▶ **Exercise instructions**
In the records, from their start through the line containing "box: [86, 1360, 377, 1466]", change "negative clicks" to "exclusion clicks" and leave everything else unchanged. Give only those lines, without the pictures.

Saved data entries
######

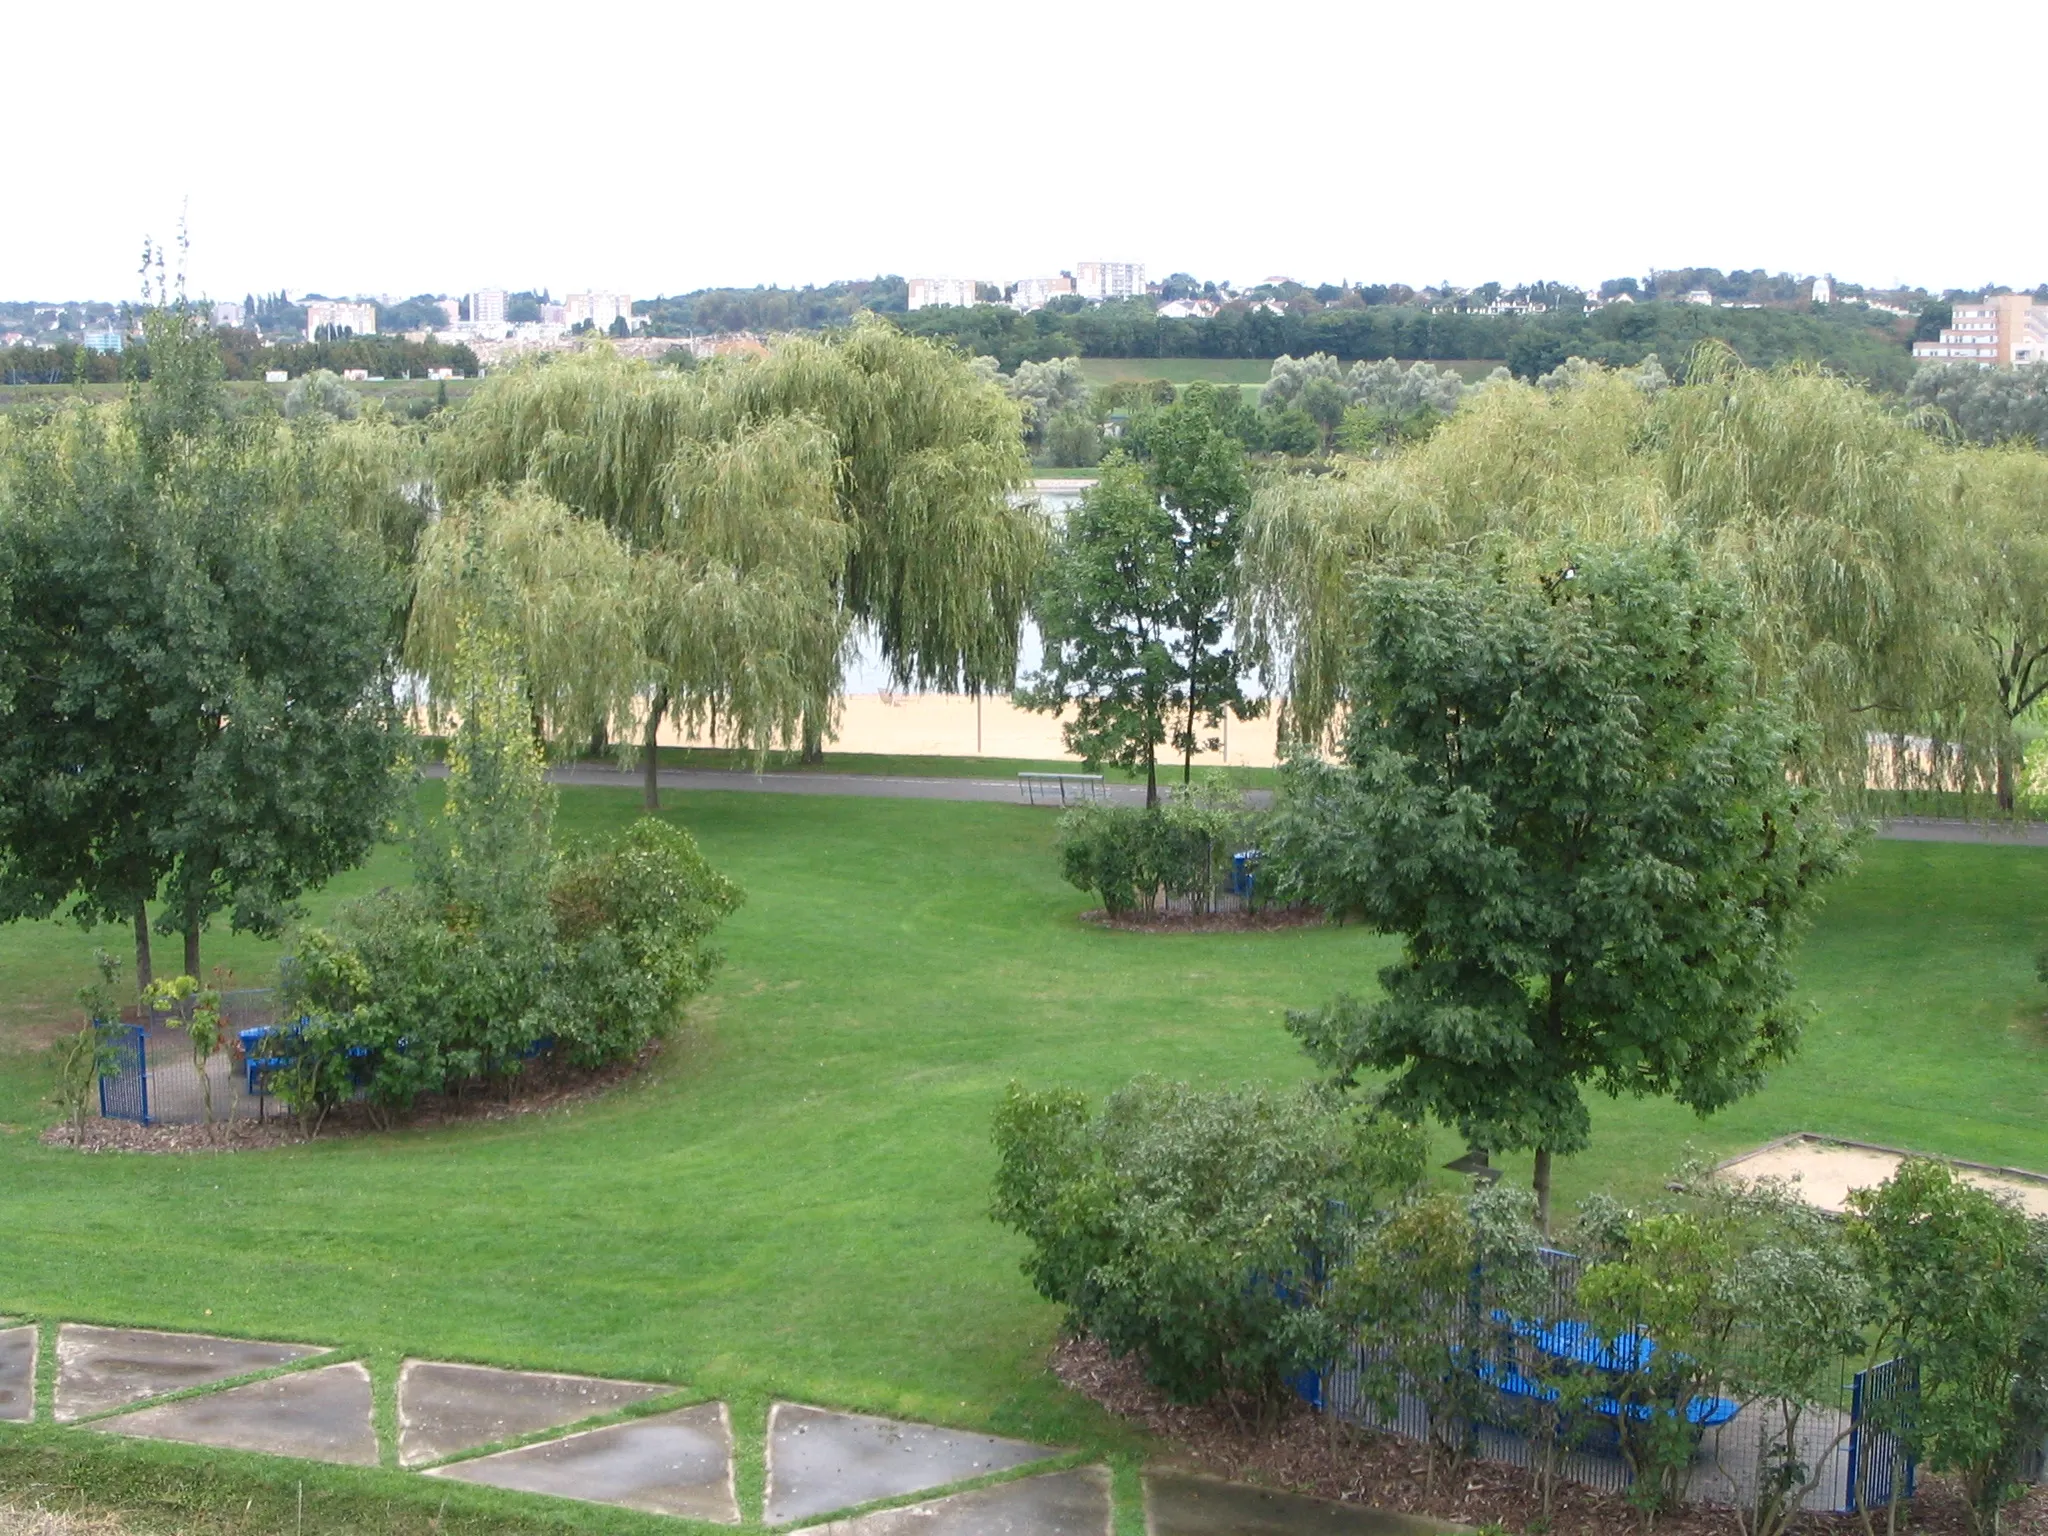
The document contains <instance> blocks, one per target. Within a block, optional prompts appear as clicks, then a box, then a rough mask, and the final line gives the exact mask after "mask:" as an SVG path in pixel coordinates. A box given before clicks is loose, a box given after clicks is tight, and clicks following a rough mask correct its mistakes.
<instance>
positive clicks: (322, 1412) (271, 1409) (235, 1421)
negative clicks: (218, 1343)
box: [86, 1360, 377, 1466]
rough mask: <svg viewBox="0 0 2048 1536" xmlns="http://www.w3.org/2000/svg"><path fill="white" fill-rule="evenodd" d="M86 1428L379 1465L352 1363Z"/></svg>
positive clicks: (363, 1391)
mask: <svg viewBox="0 0 2048 1536" xmlns="http://www.w3.org/2000/svg"><path fill="white" fill-rule="evenodd" d="M86 1427H90V1430H102V1432H106V1434H115V1436H137V1438H141V1440H178V1442H182V1444H186V1446H219V1448H221V1450H260V1452H266V1454H270V1456H299V1458H301V1460H311V1462H340V1464H344V1466H375V1464H377V1427H375V1423H373V1419H371V1374H369V1372H367V1370H365V1368H362V1366H360V1364H358V1362H354V1360H348V1362H344V1364H338V1366H322V1368H319V1370H301V1372H295V1374H291V1376H276V1378H272V1380H256V1382H250V1384H248V1386H229V1389H227V1391H225V1393H207V1395H205V1397H182V1399H178V1401H176V1403H160V1405H156V1407H145V1409H135V1411H133V1413H121V1415H119V1417H113V1419H100V1421H96V1423H90V1425H86Z"/></svg>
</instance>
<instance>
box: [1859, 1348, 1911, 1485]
mask: <svg viewBox="0 0 2048 1536" xmlns="http://www.w3.org/2000/svg"><path fill="white" fill-rule="evenodd" d="M1917 1395H1919V1372H1915V1370H1913V1368H1911V1364H1909V1362H1905V1360H1886V1362H1884V1364H1880V1366H1872V1368H1870V1370H1860V1372H1855V1386H1853V1391H1851V1397H1849V1421H1851V1423H1853V1425H1855V1430H1853V1432H1851V1434H1849V1499H1847V1509H1851V1511H1853V1509H1882V1507H1886V1505H1888V1503H1890V1501H1892V1483H1894V1481H1896V1479H1898V1473H1901V1468H1903V1470H1905V1487H1903V1489H1898V1497H1903V1499H1911V1497H1913V1481H1915V1473H1917V1468H1915V1466H1913V1458H1911V1456H1907V1454H1905V1450H1903V1446H1901V1444H1898V1436H1896V1434H1894V1432H1896V1430H1898V1427H1903V1415H1905V1413H1907V1411H1909V1409H1911V1405H1913V1399H1915V1397H1917Z"/></svg>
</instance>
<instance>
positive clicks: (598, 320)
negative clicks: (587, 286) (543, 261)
mask: <svg viewBox="0 0 2048 1536" xmlns="http://www.w3.org/2000/svg"><path fill="white" fill-rule="evenodd" d="M621 317H623V319H625V322H627V330H631V328H633V295H631V293H571V295H567V297H565V299H563V301H561V324H563V326H582V324H584V322H586V319H588V322H590V326H592V330H610V328H612V322H614V319H621Z"/></svg>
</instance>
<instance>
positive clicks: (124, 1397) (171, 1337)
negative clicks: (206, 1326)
mask: <svg viewBox="0 0 2048 1536" xmlns="http://www.w3.org/2000/svg"><path fill="white" fill-rule="evenodd" d="M315 1354H326V1350H322V1348H319V1346H313V1343H262V1341H258V1339H217V1337H213V1335H209V1333H156V1331H152V1329H141V1327H90V1325H86V1323H66V1325H63V1327H59V1329H57V1419H59V1421H68V1419H82V1417H86V1415H88V1413H106V1411H109V1409H117V1407H127V1405H129V1403H139V1401H141V1399H145V1397H162V1395H164V1393H182V1391H186V1389H190V1386H207V1384H209V1382H217V1380H227V1378H229V1376H246V1374H248V1372H252V1370H272V1368H274V1366H289V1364H291V1362H293V1360H305V1358H307V1356H315Z"/></svg>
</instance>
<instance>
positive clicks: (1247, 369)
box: [1042, 356, 1501, 473]
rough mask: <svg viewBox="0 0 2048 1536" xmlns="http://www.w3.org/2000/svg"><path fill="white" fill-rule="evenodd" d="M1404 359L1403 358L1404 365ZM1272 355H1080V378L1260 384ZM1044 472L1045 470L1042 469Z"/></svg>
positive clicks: (1108, 379) (1095, 384)
mask: <svg viewBox="0 0 2048 1536" xmlns="http://www.w3.org/2000/svg"><path fill="white" fill-rule="evenodd" d="M1405 365H1407V358H1403V367H1405ZM1434 367H1438V369H1454V371H1456V373H1458V375H1460V377H1464V379H1466V381H1468V383H1477V381H1479V379H1485V377H1487V375H1489V373H1493V371H1495V369H1497V367H1501V360H1499V358H1448V360H1436V362H1434ZM1272 371H1274V365H1272V358H1235V356H1083V358H1081V377H1083V379H1087V383H1090V385H1094V387H1098V389H1100V387H1102V385H1106V383H1118V381H1124V379H1167V381H1171V383H1178V385H1186V383H1194V381H1196V379H1206V381H1210V383H1235V385H1262V383H1266V381H1268V379H1270V377H1272ZM1042 473H1047V471H1042Z"/></svg>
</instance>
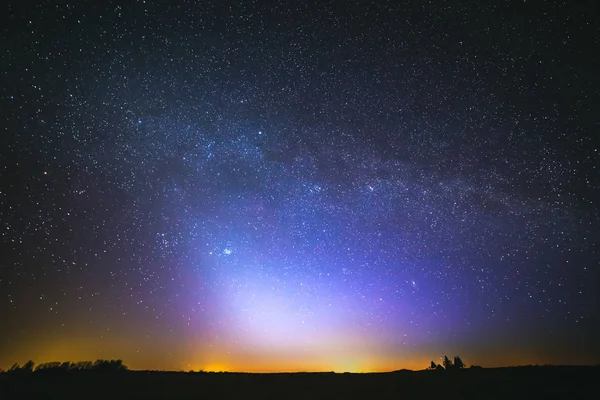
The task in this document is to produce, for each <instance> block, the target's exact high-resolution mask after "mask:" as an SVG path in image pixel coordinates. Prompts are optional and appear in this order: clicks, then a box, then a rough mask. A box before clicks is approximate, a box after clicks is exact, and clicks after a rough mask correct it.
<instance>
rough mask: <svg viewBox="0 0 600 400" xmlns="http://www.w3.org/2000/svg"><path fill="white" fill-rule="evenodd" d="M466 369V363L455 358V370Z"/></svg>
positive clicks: (454, 360) (456, 358)
mask: <svg viewBox="0 0 600 400" xmlns="http://www.w3.org/2000/svg"><path fill="white" fill-rule="evenodd" d="M464 367H465V363H463V361H462V360H461V359H460V357H459V356H454V368H456V369H462V368H464Z"/></svg>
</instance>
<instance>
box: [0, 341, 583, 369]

######

▶ **Written response**
The document contains <instance> blocks, one per target. Within a block, optional prompts appear as clicks, then a box, then a rough mask, and the final line gives the exact mask after "mask:" as an SVG path in pixel coordinates. A box given before clicks is loose, a box given after clicks is tight, and clicks following a rough mask correct its mistakes.
<instance>
positive clicks: (322, 1412) (271, 1409) (235, 1421)
exclusion clicks: (218, 1343)
box: [86, 1360, 377, 1466]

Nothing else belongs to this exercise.